» **Required work**
To answer, print the line containing "Find the dark trousers" and each line after it in the listing below, exactly as they stand.

» **Dataset excerpts**
- - - - -

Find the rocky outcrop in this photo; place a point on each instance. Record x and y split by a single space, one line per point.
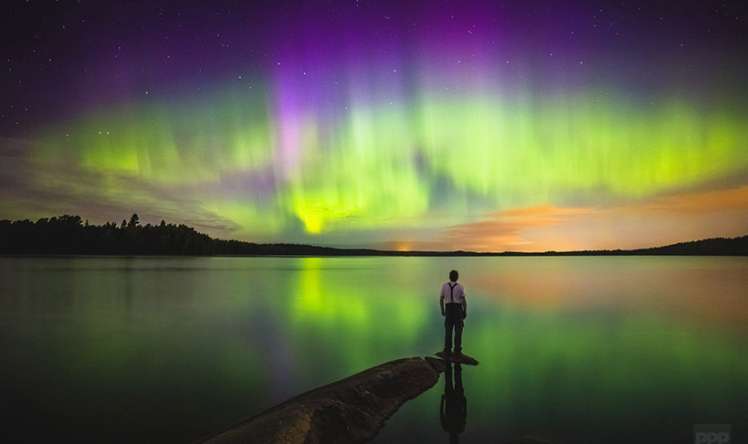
351 410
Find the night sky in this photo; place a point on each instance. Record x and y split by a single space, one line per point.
408 125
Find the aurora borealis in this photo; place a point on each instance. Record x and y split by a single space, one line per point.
429 125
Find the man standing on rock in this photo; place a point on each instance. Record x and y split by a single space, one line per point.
454 309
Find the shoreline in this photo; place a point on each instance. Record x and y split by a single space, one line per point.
353 409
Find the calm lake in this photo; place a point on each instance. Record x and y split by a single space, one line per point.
571 349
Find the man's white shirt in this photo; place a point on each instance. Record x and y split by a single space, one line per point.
454 295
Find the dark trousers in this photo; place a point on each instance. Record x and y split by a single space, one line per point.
453 321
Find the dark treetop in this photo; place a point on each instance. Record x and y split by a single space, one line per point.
70 235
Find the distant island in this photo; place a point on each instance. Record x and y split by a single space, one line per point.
70 235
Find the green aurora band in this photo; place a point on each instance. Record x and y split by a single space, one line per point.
376 163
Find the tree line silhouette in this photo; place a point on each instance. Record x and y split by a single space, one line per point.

- - - - -

» **Answer space**
Find the dark trousers in this photo; place a point on each instance. Record x and y split by a single space, one line per point.
453 321
Find the dark treetop in this photo; place a point on each instance. Record x and y split by a single space, one line per point.
70 235
Find the distant island in this photo; place a point on each instance. Record x and y split by a single space, one line per point.
70 235
Find the green aurora band in this photo; place a point on each instance. Record x and y split by a single space, one line per point.
376 163
Find the tree line silhouette in this photo; place a point on each instance. Record x and y split by a single space, one line per point.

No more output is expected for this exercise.